3.2          Performance Bonus. The Company will develop a performance bonus plan for the Employee based on targeted sales and profit levels.

 

3.3          Expenses. During the Employment Period, the Employee shall be entitled to reimbursement of all travel, entertainment and other business expenses reasonably incurred in the performance of his duties for the Company, upon submission of all receipts and accounts with respect thereto, and approval by the

 

3



 

Company thereof, in accordance with the business expense reimbursement policies of the Company.  In addition, the Employee shall be entitled to a car allowance of $500 per month and a living expense allowance of $3,000 per month.

 

3.4          Vacation. In respect of each calendar year falling within the Employment Period, the Employee shall be entitled to such vacation time as the Company customarily provides to its other employees who are in senior executive positions.

 

3.5          Other Fringe Benefits. During the Employment Period, the Employee shall be entitled to participate in Quixote Corporation’s employee pension and welfare benefit plans for which he is eligible under the terms of those plans and which are made available to employees of subsidiaries of Quixote Corporation who are in senior executive positions, subject to the phase-in of such benefits.

 

ARTICLE IV

COVENANTS OF THE EMPLOYEE

 

4.1          Proprietary Rights. The Employee hereby expressly agrees that all research, discoveries, inventions and innovations (whether or not reduced to practice or documented), improvements, developments, methods, designs, analyses, drawings, reports and all similar or related information (whether patentable or unpatentable, and whether or not reduced to writing), trade secrets (being information about the business of the Company which is considered by the Company to be confidential and is proprietary to the Company) and confidential information, copyrightable works, and similar and related information (in whatever form or medium), which (x) either (i) relate to the Company’s actual or anticipated business, research and development or existing or future products or services or (ii) result from any work performed by the Employee for the Company and (y) are conceived, developed, made or contributed to in whole or in part by the Employee during the Employment Period (“Work Product”) shall be and remain the sole and exclusive property of the Company. The Employee shall communicate promptly and fully all Work Product to the Board.

RECORDS -
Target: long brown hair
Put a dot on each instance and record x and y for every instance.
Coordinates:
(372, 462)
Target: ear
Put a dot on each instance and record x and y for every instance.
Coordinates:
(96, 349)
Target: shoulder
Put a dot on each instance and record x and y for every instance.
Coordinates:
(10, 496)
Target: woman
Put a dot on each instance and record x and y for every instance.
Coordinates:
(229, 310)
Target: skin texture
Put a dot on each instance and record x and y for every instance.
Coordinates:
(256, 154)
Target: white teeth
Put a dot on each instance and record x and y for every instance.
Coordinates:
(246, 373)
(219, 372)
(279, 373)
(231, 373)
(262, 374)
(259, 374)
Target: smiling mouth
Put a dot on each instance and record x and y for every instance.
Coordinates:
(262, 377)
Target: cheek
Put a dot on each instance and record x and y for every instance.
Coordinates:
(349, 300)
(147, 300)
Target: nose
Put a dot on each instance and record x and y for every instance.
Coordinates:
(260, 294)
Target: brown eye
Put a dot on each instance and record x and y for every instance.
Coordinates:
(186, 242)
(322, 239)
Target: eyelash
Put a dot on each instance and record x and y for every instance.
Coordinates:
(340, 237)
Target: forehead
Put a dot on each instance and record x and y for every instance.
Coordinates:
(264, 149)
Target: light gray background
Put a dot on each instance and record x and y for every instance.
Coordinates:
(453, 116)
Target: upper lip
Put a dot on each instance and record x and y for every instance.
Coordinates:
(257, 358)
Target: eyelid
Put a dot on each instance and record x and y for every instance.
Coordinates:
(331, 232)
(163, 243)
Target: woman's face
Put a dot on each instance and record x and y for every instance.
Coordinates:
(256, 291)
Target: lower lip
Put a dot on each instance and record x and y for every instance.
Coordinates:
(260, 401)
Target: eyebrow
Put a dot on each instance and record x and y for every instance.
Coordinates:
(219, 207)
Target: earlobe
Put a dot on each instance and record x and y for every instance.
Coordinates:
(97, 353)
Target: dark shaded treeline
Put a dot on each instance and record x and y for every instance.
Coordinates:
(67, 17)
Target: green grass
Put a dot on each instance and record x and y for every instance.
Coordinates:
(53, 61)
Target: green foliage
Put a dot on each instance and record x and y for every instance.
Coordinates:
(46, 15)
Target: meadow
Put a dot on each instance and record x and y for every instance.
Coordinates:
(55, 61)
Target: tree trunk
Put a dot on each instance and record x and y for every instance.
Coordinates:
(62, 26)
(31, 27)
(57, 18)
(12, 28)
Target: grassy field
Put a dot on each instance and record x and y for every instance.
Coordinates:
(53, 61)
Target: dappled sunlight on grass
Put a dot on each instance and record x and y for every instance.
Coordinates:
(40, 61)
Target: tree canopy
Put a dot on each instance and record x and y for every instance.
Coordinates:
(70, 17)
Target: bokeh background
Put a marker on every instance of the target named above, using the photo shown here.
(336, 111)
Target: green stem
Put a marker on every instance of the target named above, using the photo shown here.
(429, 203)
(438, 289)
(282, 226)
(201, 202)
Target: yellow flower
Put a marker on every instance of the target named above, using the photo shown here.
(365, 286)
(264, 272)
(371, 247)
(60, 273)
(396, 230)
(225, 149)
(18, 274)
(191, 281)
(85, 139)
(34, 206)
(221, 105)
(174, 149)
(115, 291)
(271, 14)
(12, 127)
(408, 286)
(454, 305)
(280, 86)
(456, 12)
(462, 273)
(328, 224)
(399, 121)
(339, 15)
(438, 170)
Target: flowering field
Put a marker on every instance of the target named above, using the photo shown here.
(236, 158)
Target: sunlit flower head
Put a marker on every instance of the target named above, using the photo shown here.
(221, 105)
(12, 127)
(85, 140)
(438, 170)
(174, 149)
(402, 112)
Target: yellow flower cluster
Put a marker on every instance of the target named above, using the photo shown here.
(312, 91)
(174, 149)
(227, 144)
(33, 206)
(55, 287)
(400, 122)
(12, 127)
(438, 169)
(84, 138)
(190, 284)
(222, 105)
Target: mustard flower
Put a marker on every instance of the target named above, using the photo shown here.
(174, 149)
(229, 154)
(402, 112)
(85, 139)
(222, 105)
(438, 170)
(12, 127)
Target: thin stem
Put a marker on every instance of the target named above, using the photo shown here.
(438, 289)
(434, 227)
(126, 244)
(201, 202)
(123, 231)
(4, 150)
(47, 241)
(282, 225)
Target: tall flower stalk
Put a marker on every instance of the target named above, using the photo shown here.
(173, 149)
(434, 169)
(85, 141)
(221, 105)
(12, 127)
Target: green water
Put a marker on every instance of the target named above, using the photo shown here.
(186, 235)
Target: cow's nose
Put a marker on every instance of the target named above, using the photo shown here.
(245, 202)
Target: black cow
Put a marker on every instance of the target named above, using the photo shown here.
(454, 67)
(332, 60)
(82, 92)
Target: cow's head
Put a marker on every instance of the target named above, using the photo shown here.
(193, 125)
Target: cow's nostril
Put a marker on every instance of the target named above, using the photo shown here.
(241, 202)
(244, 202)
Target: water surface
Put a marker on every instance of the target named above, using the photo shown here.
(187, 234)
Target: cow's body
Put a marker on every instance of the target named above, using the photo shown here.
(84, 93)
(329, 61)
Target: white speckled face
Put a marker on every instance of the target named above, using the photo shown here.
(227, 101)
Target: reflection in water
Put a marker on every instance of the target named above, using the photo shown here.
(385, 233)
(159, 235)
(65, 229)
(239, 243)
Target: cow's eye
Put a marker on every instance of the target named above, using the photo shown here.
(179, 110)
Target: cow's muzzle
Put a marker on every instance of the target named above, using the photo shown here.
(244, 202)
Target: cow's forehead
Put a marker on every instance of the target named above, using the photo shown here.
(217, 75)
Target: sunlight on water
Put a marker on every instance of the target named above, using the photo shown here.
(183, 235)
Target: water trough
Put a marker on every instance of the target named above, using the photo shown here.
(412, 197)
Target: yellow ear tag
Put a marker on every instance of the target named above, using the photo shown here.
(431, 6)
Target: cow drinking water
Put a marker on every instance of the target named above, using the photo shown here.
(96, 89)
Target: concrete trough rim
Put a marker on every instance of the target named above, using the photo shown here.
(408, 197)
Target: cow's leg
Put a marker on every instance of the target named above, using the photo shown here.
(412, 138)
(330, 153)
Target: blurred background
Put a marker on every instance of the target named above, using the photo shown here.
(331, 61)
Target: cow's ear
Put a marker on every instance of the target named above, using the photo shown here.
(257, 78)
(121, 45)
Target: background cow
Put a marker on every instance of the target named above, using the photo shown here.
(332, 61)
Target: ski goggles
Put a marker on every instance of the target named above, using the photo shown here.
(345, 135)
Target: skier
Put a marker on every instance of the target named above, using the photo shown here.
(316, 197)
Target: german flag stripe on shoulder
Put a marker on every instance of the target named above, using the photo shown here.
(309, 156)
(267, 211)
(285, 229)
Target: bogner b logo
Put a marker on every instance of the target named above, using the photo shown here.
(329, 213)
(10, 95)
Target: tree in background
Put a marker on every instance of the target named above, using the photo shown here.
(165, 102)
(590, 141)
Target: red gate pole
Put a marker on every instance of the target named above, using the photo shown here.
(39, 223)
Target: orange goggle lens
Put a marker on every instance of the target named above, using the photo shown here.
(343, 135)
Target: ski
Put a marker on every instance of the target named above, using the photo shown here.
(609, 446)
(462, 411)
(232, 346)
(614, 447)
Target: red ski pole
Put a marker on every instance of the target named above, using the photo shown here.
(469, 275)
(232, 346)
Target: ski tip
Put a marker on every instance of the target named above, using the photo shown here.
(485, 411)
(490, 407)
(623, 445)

PROBLEM SET -
1 - From the employment agreement excerpt, extract the passage between "3.4          Vacation. In" and "of such benefits.", inclusive.
2 - Condense the paragraph of the employment agreement excerpt that begins "3.5 Other Fringe Benefits" into a shorter version that keeps its main facts.
3 - Based on the employment agreement excerpt, say whether each statement agrees with it, answering yes or no and quoting the deciding words: (a) The Employee receives a car allowance of $500 per month. (b) The Employee's vacation is set at a fixed number of days per year. (c) Work Product remains the property of the Employee.

SOLUTIONS TO EACH TASK -
1 -
3.4          Vacation. In respect of each calendar year falling within the Employment Period, the Employee shall be entitled to such vacation time as the Company customarily provides to its other employees who are in senior executive positions.

 

3.5          Other Fringe Benefits. During the Employment Period, the Employee shall be entitled to participate in Quixote Corporation’s employee pension and welfare benefit plans for which he is eligible under the terms of those plans and which are made available to employees of subsidiaries of Quixote Corporation who are in senior executive positions, subject to the phase-in of such benefits.

2 - During the Employment Period, the Employee may join Quixote Corporation's employee pension and welfare benefit plans if he is eligible under their terms and the plans are offered to senior executives of Quixote Corporation's subsidiaries. These benefits are subject to a phase-in.

3 -
(a) Yes: "the Employee shall be entitled to a car allowance of $500 per month"
(b) No: "such vacation time as the Company customarily provides to its other employees who are in senior executive positions"
(c) No: "shall be and remain the sole and exclusive property of the Company"